Records drawn from a dataset:
• • • •

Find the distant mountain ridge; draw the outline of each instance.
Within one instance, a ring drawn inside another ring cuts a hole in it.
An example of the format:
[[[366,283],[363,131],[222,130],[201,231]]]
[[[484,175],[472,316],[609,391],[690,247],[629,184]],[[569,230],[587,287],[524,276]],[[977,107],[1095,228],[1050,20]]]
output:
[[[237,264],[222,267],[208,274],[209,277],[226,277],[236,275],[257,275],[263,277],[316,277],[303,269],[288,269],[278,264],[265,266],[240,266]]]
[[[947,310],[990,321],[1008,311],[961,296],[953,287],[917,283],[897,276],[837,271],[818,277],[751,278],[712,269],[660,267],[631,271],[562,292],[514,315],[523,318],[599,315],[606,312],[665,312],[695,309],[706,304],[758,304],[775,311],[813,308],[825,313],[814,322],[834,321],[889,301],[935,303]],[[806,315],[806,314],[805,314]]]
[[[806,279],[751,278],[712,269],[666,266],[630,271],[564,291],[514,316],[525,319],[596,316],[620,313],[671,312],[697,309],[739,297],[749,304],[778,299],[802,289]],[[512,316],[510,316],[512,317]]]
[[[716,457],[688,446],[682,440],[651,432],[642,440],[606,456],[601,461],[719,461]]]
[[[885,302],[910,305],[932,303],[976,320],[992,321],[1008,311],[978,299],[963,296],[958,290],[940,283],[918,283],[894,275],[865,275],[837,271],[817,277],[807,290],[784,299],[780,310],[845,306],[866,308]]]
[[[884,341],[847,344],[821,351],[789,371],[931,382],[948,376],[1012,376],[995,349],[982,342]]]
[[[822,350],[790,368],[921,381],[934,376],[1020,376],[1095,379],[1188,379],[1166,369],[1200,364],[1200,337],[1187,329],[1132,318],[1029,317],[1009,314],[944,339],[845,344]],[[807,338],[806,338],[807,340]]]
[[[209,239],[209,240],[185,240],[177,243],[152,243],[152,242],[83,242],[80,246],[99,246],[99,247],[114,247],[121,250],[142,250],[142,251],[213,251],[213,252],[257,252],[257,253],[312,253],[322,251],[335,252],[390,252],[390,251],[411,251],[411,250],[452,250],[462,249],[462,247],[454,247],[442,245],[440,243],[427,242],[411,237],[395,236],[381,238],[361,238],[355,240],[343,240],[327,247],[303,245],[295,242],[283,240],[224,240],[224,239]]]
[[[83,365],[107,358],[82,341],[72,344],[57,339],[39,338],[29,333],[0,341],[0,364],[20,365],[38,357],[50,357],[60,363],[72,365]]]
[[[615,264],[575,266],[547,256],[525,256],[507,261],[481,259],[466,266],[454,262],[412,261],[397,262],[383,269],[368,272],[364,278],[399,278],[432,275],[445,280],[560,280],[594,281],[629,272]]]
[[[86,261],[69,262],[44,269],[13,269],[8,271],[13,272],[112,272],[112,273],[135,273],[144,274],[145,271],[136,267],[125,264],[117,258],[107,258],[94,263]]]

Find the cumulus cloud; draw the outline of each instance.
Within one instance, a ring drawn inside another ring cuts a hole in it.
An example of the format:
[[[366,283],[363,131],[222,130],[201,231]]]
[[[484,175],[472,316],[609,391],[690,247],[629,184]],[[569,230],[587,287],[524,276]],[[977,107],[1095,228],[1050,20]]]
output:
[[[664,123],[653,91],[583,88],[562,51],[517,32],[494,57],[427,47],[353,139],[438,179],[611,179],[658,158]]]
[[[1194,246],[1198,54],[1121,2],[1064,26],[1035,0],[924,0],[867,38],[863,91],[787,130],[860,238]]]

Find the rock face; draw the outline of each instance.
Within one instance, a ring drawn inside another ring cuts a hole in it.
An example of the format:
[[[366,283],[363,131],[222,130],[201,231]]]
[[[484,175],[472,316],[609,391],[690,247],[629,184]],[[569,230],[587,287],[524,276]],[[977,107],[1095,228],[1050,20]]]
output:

• • • •

TASK DIRECTIONS:
Every entry, from the first line to the last, should be retyped exactly.

ANSWER TO THIS TASK:
Find the distant mountain ridge; draw the outline of each instance.
Within one instance, a ring drawn inside another ring cuts a hole in it.
An example of the format:
[[[366,283],[363,131],[222,130],[201,231]]]
[[[484,175],[472,316],[609,391],[690,247],[629,184]],[[569,230],[587,287],[524,276]],[[977,107],[1095,228],[1050,20]]]
output:
[[[237,264],[222,267],[208,274],[209,277],[226,277],[236,275],[257,275],[263,277],[316,277],[303,269],[288,269],[278,264],[265,266],[240,266]]]
[[[947,310],[990,321],[1008,311],[961,296],[953,287],[917,283],[897,276],[837,271],[818,277],[751,278],[712,269],[660,267],[631,271],[562,292],[514,315],[523,318],[599,315],[606,312],[665,312],[695,309],[706,304],[758,304],[775,311],[813,308],[825,313],[814,322],[834,321],[889,301],[935,303]],[[806,315],[806,314],[805,314]]]
[[[806,279],[751,278],[712,269],[666,266],[630,271],[564,291],[514,316],[525,319],[596,316],[620,313],[671,312],[697,309],[739,297],[749,304],[778,299],[802,289]],[[512,316],[510,316],[512,317]]]
[[[716,457],[688,446],[682,440],[651,432],[642,440],[606,456],[601,461],[719,461]]]
[[[885,302],[910,305],[932,303],[976,320],[992,321],[1008,311],[978,299],[963,296],[958,290],[940,283],[918,283],[894,275],[865,275],[837,271],[817,277],[807,290],[784,299],[780,310],[845,306],[866,308]]]
[[[884,341],[847,344],[821,351],[789,371],[931,382],[948,376],[1012,376],[995,349],[982,342]]]
[[[822,350],[790,368],[921,381],[934,376],[1020,376],[1095,379],[1188,379],[1166,369],[1200,364],[1200,337],[1187,329],[1132,318],[1029,317],[1009,314],[944,339],[845,344]],[[807,338],[806,338],[807,340]]]
[[[209,239],[209,240],[185,240],[177,243],[152,243],[152,242],[83,242],[80,246],[99,246],[99,247],[114,247],[121,250],[142,250],[142,251],[213,251],[213,252],[257,252],[257,253],[312,253],[322,251],[335,252],[390,252],[390,251],[411,251],[411,250],[452,250],[462,249],[462,247],[454,247],[442,245],[440,243],[427,242],[411,237],[395,236],[381,238],[361,238],[355,240],[343,240],[327,247],[303,245],[295,242],[283,240],[224,240],[224,239]]]
[[[83,365],[107,358],[82,341],[72,344],[57,339],[39,338],[29,333],[0,341],[0,364],[20,365],[38,357],[50,357],[60,363],[72,365]]]
[[[615,264],[575,266],[547,256],[525,256],[507,261],[481,259],[466,266],[454,262],[412,261],[397,262],[383,269],[368,272],[364,278],[399,278],[432,275],[445,280],[560,280],[594,281],[629,272]]]
[[[86,261],[69,262],[44,269],[13,269],[8,271],[13,272],[112,272],[112,273],[135,273],[144,274],[145,271],[136,267],[125,264],[117,258],[107,258],[94,263]]]

Find the cumulus cloud; draw the outline of each instance.
Within one instance, a ring drawn inside another ring cuts a hole in it.
An example of the format:
[[[366,283],[363,131],[222,130],[201,231]]]
[[[484,175],[472,316],[609,391],[690,247],[629,184]],[[569,230],[587,287],[524,276]],[[977,107],[1095,228],[1050,20]]]
output:
[[[664,123],[653,91],[583,88],[562,51],[517,32],[494,57],[427,47],[353,139],[438,179],[611,179],[658,158]]]
[[[1194,246],[1198,54],[1121,2],[1064,26],[1035,0],[924,0],[867,38],[863,91],[787,130],[860,238]]]

Find the rock face; draw the outline of each instance.
Within one instance, a ring drawn inside another ring cuts a hole in it.
An example of the format:
[[[366,283],[363,131],[222,130],[201,231]]]
[[[484,175],[472,316],[609,391],[690,247],[629,184]],[[569,230],[587,287],[524,276]],[[977,107],[1095,228],[1050,20]]]
output:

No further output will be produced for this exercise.